▶ **Given entries**:
####################
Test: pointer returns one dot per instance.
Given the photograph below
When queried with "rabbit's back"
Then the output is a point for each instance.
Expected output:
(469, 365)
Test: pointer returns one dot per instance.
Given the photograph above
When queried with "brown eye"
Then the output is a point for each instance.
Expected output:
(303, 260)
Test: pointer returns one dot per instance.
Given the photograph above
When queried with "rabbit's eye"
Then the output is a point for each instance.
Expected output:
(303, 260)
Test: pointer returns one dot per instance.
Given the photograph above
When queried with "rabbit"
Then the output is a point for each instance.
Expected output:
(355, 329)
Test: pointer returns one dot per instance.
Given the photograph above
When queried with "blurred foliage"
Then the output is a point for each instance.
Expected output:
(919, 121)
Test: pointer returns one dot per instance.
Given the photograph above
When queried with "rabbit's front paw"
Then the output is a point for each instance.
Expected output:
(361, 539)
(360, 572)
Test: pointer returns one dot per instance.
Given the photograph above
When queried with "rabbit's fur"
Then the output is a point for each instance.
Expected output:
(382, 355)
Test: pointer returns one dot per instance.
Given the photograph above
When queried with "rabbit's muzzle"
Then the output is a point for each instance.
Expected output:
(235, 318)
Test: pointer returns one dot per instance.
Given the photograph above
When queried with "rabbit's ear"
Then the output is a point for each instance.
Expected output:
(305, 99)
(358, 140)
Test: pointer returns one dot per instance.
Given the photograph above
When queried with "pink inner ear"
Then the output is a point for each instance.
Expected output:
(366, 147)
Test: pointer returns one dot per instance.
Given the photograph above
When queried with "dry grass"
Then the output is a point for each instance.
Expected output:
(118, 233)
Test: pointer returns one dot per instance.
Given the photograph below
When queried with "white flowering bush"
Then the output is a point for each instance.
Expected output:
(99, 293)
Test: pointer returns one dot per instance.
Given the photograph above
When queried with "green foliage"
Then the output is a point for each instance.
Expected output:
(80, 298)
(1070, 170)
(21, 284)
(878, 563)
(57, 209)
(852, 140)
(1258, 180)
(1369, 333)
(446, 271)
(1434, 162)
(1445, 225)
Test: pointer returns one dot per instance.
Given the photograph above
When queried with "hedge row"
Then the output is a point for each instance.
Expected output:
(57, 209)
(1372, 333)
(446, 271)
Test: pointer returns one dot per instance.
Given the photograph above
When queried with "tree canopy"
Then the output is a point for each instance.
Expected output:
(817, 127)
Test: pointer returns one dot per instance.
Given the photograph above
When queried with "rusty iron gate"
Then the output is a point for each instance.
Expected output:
####################
▶ **Job**: Return all of the entries exactly as written.

▶ **Response**:
Test: pointer returns one dot per instance.
Given the photograph below
When queried with "rabbit's back"
Then the output is a point for each instance.
Expected output:
(469, 365)
Test: pointer returns one dot per instance.
Given the photograph above
When queried with "brown eye"
Then the output is a point for each instance.
Expected output:
(303, 260)
Test: pointer returns one dot per instance.
Given the photograph above
When queried with "rabbit's eye"
Then the output is a point for each instance.
Expected output:
(303, 260)
Test: pointer returns one dot per instance.
Given the photograph above
When queried with "rabbit"
Then the output is a point for each instance.
Expected output:
(355, 329)
Test: pointer returns one dot per instance.
Given the photograph above
When queried with "blurred foliage"
Then the output is a point for each instance.
Expected output:
(919, 121)
Test: pointer returns one dot per instance.
Given the photograph above
When queried with "rabbit's front paw"
Then the output is a point for each instance.
Expected output:
(361, 539)
(360, 572)
Test: pointer returns one dot per instance.
Given the photograph above
When queried with "rabbit's fur"
Then the output is a point for each instance.
Expected output:
(382, 355)
Test: pointer returns one dot per instance.
Given the photograph above
When queried with "rabbit's muzzle"
Then the output is a point for each instance.
Expected output:
(235, 318)
Test: pointer returns one dot per instance.
Given the photograph above
When queried with "rabbit's ear"
Then the output is a point for each instance.
Expected output:
(305, 99)
(358, 140)
Test: pointer returns one dot per instance.
Given the photograph above
When queried with "pink inner ear"
Then the output is a point for each instance.
Expected output:
(366, 147)
Test: pointer returns one dot per instance.
Given the photograph above
When queried with "dry grass"
Then the output is a point for each instance.
Expected output:
(118, 233)
Test: pointer returns one dot per instance.
Given the photograph below
When queried with "white flowering bush"
Then the output is a point for each instance.
Expected output:
(99, 293)
Test: pointer returns one dot per instance.
Given the photograph above
When queried with "green foliage"
Then the output is a point for each instance.
Expected output:
(80, 298)
(1070, 170)
(21, 284)
(878, 563)
(57, 209)
(852, 140)
(1258, 180)
(1369, 333)
(446, 271)
(1434, 162)
(1445, 225)
Test: pointer returns one dot per instance.
Given the photograph above
When queried with "hedge row"
Then the output is a point for each instance.
Expected output:
(57, 209)
(1372, 333)
(446, 271)
Test: pointer returns one dot per instance.
Given the photograph above
When queried with "tree canopy"
Then the output is a point for each instance.
Expected output:
(817, 127)
Test: pointer returns one dot per instance.
Given the photograph above
When queried with "rusty iron gate"
Then the output is a point for each instance.
Expected output:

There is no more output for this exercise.